[Location annotation dataset excerpts]
..............................
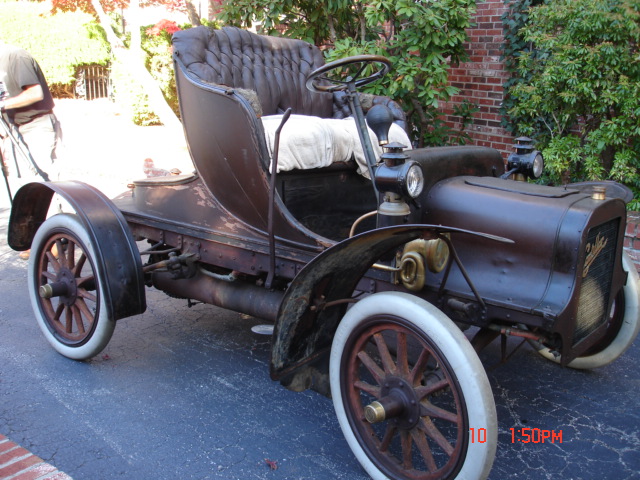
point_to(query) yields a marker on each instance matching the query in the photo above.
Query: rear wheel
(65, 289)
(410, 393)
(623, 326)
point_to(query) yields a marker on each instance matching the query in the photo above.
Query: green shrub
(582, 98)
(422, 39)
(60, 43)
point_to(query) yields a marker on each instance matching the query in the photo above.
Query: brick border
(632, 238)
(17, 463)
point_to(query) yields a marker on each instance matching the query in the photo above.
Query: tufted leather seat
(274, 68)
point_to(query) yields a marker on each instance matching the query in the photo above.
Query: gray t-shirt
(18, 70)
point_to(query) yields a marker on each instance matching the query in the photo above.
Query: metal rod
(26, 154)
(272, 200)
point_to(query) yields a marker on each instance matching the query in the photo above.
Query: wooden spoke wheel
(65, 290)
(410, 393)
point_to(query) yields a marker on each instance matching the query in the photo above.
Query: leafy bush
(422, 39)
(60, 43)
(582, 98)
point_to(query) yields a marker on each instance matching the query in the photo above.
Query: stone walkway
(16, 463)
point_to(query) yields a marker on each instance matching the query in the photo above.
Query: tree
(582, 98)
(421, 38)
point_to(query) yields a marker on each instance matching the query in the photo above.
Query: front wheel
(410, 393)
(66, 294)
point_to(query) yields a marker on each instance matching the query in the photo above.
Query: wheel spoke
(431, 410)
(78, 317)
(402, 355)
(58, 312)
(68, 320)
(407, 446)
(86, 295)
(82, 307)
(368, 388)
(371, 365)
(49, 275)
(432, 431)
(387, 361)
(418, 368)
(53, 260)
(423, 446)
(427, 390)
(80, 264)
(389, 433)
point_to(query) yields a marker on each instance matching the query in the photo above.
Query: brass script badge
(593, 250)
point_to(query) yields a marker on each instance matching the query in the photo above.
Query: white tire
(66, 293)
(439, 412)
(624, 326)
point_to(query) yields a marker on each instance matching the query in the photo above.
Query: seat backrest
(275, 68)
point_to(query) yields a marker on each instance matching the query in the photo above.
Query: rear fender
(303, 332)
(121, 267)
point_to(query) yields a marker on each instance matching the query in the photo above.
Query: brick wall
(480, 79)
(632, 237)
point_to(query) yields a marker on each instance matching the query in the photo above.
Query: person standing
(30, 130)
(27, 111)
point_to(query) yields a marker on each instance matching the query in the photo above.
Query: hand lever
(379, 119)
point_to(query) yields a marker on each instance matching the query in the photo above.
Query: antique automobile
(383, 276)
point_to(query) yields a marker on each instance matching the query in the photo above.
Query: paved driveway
..............................
Job:
Without including the pictures, reproduce all entries exactly.

Result of the task:
point_to(query) yields a marker on each instance matching the query in the photo above.
Query: rear wheel
(65, 289)
(410, 393)
(623, 326)
point_to(query) yields a marker on each instance matching the query in the photo above.
Query: green shrub
(582, 98)
(422, 39)
(60, 43)
point_to(query) yields a marker on each instance matching the query in the photo above.
Query: brick border
(632, 238)
(17, 463)
point_to(query) yields a marker on each instance matching the query in the photo above.
Query: tufted leather seat
(274, 68)
point_to(query) yields a marker on each instance matching the query in the photo above.
Query: gray t-shirt
(18, 70)
point_to(query) yields a marker on each instance matching the query in the photo above.
Query: metal rod
(26, 154)
(272, 200)
point_to(query) yields a marker on each instance matching the query in the photo above.
Query: wooden spoke wheel
(65, 290)
(410, 393)
point_to(query) yields a marker on each instance matching the query in the photo above.
Query: leafy bush
(422, 39)
(60, 43)
(582, 98)
point_to(query) yields a marker on each instance matching the query in the photo above.
Query: stone walkway
(16, 463)
point_to(query) yields a marker on each instance matching the query in the photo above.
Query: tree
(582, 98)
(421, 38)
point_to(query) yields a marker on each instance matching the query in the photo above.
Query: front wheel
(410, 393)
(66, 294)
point_to(query) yields a marker on each instance matching the query in the photo above.
Query: wheel spoke
(431, 410)
(78, 317)
(402, 355)
(58, 312)
(68, 320)
(407, 446)
(86, 295)
(82, 307)
(368, 388)
(371, 365)
(49, 275)
(432, 431)
(387, 361)
(418, 368)
(53, 260)
(423, 446)
(427, 390)
(80, 264)
(389, 433)
point_to(query) yields a marker on each instance matching the query in the photo above.
Query: brass script badge
(593, 250)
point_to(query) yields a marker on each instance matching the query in the photo above.
Query: white tire
(66, 293)
(439, 412)
(624, 326)
point_to(query) yields a marker on each instance matching the query in the photo above.
Query: seat backrest
(275, 68)
point_to(query) yields a marker on each instance matching the query in the photo above.
Query: rear fender
(303, 332)
(121, 267)
point_to(query) yields a marker on each instance matching the query in the photo above.
Query: brick wall
(480, 79)
(632, 237)
point_to(query) yields a marker on each instance matching the query in the photo above.
Query: person standing
(30, 130)
(27, 111)
point_to(query) yields a marker on each instance matching the query in the photo above.
Query: hand lever
(379, 119)
point_to(query) yields a marker on each instance matching the query in the photo above.
Query: antique automobile
(383, 276)
point_to(query) yields a marker on each instance matching the query in the photo above.
Query: paved driveway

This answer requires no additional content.